Verilen Metin:

== == ==

Yeni yıl, yeni umutlar, yeni hedefler… Ve bir kez daha tartışmasız gündemimizin zirvesinde yer alan asgari ücret tartışmaları. 2025 yılı itibarıyla asgari ücret 17 bin 2 TL 12 kuruştan 22 bin 104 TL’ye yükseldi. Günlerdir bu rakamın tartışması yapıldı... Ancak perde arkasında, bu artışın Yeniden Değerleme Oranı ve ekonomik gerçekliklerle karşılaştırıldığında oldukça yetersiz kaldığını görüyoruz. Gelin, bu görünüşteki “artışın” halkın cüzdanına yansımasını mercek altına alalım.
ASGARİ ücretteki artış oranı yüzde 30.01. Peki, Yeniden Değerleme Oranı ne kadar? Tam yüzde 43.93. Bu ne anlama geliyor? Yeniden Değerleme Oranı, devletin, vergi, harç ve ceza gibi gelir kalemlerini fiyat artışlarına göre güncellediği bir göstergedir. Bu oran, enflasyonun ve hayat pahalılığının bireylerin üzerindeki etkisini bir ölçüde yansıtır. Başka bir deyişle, fiyat etiketleri en az yüzde 43.93 oranında artacaksa, çalışanların maaşlarının da bu oranda artması gerekir ki en azından geçen yılki alım gücü korunsun. Ancak burada açık bir uçurum var: Maaşlar yüzde 30.01 artarken fiyatlar yüzde 43.93 artıyor.
Bu tablo, çalışanların cebine giren her ek liranın, markette veya faturada neredeyse yarı yolda buharlaştığını gösteriyor. Halk kârda mı zararda mı sorusunun cevabı oldukça net: Zararda. Hem de çok ciddi bir zararda.
Ekonomik veriler her zaman kuru rakamlarla ifade edilmez. Gelin bunu daha insani bir zemine taşıyalım. Asgari ücretlinin aldığı maaşla yapabileceği şeyleri düşünelim: Kirayı ödemek, mutfak alışverişini tamamlamak, faturaları kapatmak, çocuklarının ihtiyaçlarını karşılamak. Tüm bu kalemlerde fiyatlar katlanarak artarken, maaş artış oranının bu artışları karşılayamaması demek, asgari ücretlinin yaşam standardının her yıl biraz daha düşmesi demektir.

== == ==

[Veri kümesi kayıtları]
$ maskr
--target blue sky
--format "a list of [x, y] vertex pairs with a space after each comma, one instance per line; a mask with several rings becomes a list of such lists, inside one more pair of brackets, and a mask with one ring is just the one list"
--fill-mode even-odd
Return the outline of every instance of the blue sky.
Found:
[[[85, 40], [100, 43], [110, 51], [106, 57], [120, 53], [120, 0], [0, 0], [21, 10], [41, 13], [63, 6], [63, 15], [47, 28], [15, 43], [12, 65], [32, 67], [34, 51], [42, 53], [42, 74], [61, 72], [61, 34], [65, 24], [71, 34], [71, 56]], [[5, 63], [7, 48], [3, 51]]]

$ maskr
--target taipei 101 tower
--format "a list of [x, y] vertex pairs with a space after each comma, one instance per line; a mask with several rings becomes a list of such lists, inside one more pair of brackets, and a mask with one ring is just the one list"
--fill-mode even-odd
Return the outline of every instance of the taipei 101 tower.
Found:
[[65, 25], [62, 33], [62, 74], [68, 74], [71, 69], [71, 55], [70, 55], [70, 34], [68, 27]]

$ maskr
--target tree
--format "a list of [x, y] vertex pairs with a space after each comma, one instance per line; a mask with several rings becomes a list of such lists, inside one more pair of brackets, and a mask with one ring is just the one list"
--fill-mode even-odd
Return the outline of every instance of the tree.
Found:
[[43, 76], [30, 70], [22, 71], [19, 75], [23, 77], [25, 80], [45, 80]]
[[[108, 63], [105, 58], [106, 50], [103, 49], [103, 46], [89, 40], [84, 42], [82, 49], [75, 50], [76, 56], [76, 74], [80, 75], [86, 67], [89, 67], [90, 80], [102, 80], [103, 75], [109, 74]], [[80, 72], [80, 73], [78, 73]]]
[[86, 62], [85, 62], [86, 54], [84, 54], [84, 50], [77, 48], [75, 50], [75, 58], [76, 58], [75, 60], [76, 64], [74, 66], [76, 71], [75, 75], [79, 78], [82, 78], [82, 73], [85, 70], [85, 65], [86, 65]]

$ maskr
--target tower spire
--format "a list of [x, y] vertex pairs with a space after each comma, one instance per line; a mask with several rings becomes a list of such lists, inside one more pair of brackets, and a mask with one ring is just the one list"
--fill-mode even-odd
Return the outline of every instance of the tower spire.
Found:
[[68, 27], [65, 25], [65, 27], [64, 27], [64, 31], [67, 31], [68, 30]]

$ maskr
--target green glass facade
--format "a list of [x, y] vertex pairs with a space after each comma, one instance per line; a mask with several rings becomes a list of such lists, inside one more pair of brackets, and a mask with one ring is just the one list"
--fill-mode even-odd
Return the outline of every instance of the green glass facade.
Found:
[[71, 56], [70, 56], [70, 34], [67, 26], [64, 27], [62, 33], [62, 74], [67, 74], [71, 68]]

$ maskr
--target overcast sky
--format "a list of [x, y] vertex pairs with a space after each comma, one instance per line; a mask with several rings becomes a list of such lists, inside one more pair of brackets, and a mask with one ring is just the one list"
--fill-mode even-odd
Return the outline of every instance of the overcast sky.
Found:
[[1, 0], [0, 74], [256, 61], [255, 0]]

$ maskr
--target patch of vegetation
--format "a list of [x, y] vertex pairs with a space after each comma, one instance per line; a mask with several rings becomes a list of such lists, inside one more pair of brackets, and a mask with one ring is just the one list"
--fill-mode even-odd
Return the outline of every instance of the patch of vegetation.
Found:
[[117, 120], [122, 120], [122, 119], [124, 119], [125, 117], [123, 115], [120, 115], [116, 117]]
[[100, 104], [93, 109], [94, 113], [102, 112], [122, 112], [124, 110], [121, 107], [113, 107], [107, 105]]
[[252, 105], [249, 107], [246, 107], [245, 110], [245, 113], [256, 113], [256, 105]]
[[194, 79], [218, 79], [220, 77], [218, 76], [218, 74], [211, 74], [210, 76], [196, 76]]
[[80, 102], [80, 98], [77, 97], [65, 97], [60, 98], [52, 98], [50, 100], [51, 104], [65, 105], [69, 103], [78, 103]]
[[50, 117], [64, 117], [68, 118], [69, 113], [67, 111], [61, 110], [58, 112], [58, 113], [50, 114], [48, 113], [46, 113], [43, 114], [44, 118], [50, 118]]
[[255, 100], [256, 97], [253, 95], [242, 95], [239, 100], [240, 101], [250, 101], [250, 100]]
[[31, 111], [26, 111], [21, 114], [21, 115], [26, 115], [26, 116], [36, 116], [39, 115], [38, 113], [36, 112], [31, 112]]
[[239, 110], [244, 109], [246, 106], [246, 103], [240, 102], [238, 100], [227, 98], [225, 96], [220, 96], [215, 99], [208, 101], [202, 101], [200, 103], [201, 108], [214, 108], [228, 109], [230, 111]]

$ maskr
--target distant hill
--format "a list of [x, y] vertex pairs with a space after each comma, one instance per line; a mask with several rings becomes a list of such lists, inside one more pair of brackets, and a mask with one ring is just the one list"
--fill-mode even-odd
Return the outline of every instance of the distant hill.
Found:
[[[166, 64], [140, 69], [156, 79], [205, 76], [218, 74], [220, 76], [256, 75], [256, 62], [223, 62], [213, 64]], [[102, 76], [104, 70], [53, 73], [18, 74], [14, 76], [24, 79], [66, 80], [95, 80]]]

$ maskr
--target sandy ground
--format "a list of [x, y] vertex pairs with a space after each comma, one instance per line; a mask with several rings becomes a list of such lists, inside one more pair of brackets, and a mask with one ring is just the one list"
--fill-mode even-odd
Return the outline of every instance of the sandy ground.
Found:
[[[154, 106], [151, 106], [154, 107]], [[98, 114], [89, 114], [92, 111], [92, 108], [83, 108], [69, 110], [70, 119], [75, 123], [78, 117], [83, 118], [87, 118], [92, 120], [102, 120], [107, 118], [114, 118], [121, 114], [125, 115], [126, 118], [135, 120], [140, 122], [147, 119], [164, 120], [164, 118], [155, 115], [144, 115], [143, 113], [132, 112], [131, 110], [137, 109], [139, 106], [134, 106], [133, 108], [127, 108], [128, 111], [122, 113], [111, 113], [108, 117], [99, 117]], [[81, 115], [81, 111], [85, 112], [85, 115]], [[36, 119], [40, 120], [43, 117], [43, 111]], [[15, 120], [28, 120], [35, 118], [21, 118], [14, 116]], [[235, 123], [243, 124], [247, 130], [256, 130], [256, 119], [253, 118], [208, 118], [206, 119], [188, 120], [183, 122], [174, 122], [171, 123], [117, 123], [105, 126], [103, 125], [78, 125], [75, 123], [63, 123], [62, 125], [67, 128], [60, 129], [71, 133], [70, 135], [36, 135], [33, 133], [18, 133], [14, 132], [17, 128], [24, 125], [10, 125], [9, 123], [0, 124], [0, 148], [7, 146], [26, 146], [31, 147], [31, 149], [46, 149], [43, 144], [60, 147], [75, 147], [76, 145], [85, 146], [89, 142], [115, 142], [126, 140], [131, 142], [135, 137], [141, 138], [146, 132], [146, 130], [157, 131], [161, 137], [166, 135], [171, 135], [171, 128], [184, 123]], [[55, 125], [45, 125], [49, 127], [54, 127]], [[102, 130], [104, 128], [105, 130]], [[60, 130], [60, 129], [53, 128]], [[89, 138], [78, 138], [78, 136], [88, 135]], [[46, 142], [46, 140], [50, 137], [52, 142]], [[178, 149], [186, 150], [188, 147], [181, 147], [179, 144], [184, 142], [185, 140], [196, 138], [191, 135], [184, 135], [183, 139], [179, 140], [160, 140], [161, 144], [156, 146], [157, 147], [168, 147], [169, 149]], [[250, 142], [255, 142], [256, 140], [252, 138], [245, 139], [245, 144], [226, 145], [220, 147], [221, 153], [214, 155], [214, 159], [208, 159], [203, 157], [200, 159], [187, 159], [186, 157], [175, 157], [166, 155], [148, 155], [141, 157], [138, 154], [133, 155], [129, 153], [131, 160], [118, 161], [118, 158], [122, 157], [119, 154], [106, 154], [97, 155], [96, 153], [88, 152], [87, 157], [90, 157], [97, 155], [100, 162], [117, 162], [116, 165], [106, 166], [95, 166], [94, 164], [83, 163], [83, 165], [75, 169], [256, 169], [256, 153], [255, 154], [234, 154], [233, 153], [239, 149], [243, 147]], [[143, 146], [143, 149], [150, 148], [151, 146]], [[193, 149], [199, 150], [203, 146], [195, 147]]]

== == ==

Yapılacak Görevler:
a. Asgari ücret metninden "Yeni yıl, yeni" ifadesiyle başlayıp "mercek altına alalım." ifadesiyle biten bölümü, bu son ifade de dahil olmak üzere, hiçbir değişiklik yapmadan çıkarın.
b. Asgari ücret metninde "ASGARİ ücretteki artış oranı" sözleriyle başlayan paragrafı, temel bilgilerini koruyarak madde madde yeniden yazın.
c. Asgari ücret metninin devamını, kesildiği yerden sürdürerek yazın.

Görevlerin Yanıtları:
a.
Yeni yıl, yeni umutlar, yeni hedefler… Ve bir kez daha tartışmasız gündemimizin zirvesinde yer alan asgari ücret tartışmaları. 2025 yılı itibarıyla asgari ücret 17 bin 2 TL 12 kuruştan 22 bin 104 TL’ye yükseldi. Günlerdir bu rakamın tartışması yapıldı... Ancak perde arkasında, bu artışın Yeniden Değerleme Oranı ve ekonomik gerçekliklerle karşılaştırıldığında oldukça yetersiz kaldığını görüyoruz. Gelin, bu görünüşteki “artışın” halkın cüzdanına yansımasını mercek altına alalım.

b.
- Asgari ücretteki artış oranı yüzde 30.01'dir.
- Yeniden Değerleme Oranı ise yüzde 43.93'tür.
- Yeniden Değerleme Oranı, devletin vergi, harç ve ceza gibi gelir kalemlerini fiyat artışlarına göre güncellediği bir göstergedir. Enflasyonun ve hayat pahalılığının bireyler üzerindeki etkisini bir ölçüde yansıtır.
- Fiyatlar en az yüzde 43.93 artacaksa, geçen yılki alım gücünün korunması için maaşların da en az bu oranda artması gerekir.
- Maaşlar yüzde 30.01, fiyatlar yüzde 43.93 arttığından arada açık bir uçurum vardır.

c.
Bugün 22 bin 104 TL alan bir çalışan, geçen yıl 17 bin 2 TL 12 kuruş ile alabileceği birçok temel mal ve hizmetten mahrum kalacak. Çünkü yeni maaşı, fiyat artışlarının hızına yetişemiyor. Bu fark, alım gücündeki erimeyi gözler önüne seriyor.
Asgari ücret, salt bir rakam değildir. İnsan onuruyla yaşamanın ve çalışmanın asgari bir standardını ifade eder. Ancak Türkiye’de bu ücret, “asgari geçim” düzeyini bile karşılayamayan bir rakama dönüşmüş durumda. Çalışan, alın terinin karşılığını almayı bırakın, temel ihtiyaçlarını dahi karşılayamaz hale geliyor.
Bunun sonucunda, işçinin haysiyetine yönelik derin bir darbe ortaya çıkıyor. Daha fazla mesai yapmak, ek işler bulmaya çalışmak ya da borç batağına saplanmak, birçok asgari ücretli için zorunluluk haline geldi. Böyle bir düzen, sürdürülebilir olmaktan çok uzaktır.
Asgari ücretlinin cebindeki para erirken, devletin Yeniden Değerleme Oranıyla artırdığı vergi, harç ve cezalar, gelir kalemlerini şişiriyor. Bu ekonomik politika, çalışan kesimi “fedakârlığa” zorlarken, devletin gelirlerini garanti altına alıyor. Diğer yandan, işverenler üzerindeki maliyet baskısı da artıyor ve bu da zincirleme bir şekilde ekonominin diğer aktörlerini etkiliyor. Sonuç: Çalışan kaybediyor, işveren sıkışıyor, devlet kazanıyor.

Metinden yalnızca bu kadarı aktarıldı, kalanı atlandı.